Endangered-species clone inspires hope, concern

Birth of rare banteng calves from a cloned cell is a landmark, but its future role in conservation is uncertain.

A small calf stands in a cattle stall on a farm outside Sioux Center, Iowa, and peers outward with the doe-eyed charm that would make it a natural poster pet for a local 4-H Club.

This calf, however, is unique. Native to the island of Java, the week-old banteng calf is the longest-surviving clone of an endangered animal. It represents the most successful attempt yet for efforts to see whether cloning - a deeply controversial technology for human-related research - can become a feasible tool to help save endangered species.

Yet it also is a field of research where success is still measured in days. The calf is one of two cloned banteng born last week. The second, born at twice a banteng's typical birth weight of 40 pounds, was euthanized on Tuesday. Two years ago, researchers cloned an endangered wild ox they named Noah, only to lose the calf two days later to an unrelated illness.

Still, the fact that the two banteng arrived at all is a landmark, researchers say.

"I was absolutely astounded when I saw the picture of the living animal that came from one of these cells that came out of our freezers," says Oliver Ryder, a geneticist at the San Diego Zoo's Center for Reproduction of Endangered Species, which supplied the genetic material to clone the calves.

For years, Dr. Ryder and a group of colleagues have argued that researchers should begin building DNA "banks" where tissue and other sources of genetic and reproductive material from endangered species would be archived. San Diego Zoo began to store samples in its "frozen zoo" in 1976 and now has collections of viable cells from more than 3,200 mammals representing 355 species and subspecies - all preserved at liquid-nitrogen temperatures.
────────────────────────────────────────
WORK REQUEST: Please reproduce the passage on the cloned banteng calves between "Birth of rare" and "local 4-H Club.", inclusive. None of the records relate to this passage.
────────────────────────────────────────
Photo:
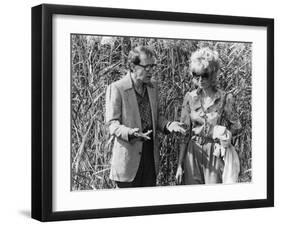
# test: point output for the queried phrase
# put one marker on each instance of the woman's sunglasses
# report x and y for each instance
(202, 75)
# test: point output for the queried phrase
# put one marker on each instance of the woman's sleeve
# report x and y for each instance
(231, 114)
(185, 118)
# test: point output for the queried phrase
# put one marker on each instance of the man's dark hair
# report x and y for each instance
(134, 55)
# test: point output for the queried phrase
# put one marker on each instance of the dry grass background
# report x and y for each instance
(98, 61)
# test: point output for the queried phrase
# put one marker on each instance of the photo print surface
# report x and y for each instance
(202, 86)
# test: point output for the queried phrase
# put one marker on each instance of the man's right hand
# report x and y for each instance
(134, 133)
(179, 175)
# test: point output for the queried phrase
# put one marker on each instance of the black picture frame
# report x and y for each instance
(42, 107)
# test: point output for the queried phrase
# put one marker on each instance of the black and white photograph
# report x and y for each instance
(149, 112)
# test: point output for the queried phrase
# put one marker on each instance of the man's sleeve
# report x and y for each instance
(113, 113)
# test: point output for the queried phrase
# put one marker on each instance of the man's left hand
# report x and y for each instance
(176, 127)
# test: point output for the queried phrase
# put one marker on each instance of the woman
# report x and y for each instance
(206, 154)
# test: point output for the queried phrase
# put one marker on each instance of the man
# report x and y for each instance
(133, 119)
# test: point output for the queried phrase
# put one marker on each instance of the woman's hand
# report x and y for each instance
(179, 175)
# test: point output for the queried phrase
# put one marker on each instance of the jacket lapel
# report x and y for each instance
(130, 97)
(153, 105)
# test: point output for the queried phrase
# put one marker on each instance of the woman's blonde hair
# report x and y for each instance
(205, 60)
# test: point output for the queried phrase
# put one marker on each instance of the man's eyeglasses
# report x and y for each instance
(203, 75)
(148, 67)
────────────────────────────────────────
FINISHED EXERCISE:
Birth of rare banteng calves from a cloned cell is a landmark, but its future role in conservation is uncertain.

A small calf stands in a cattle stall on a farm outside Sioux Center, Iowa, and peers outward with the doe-eyed charm that would make it a natural poster pet for a local 4-H Club.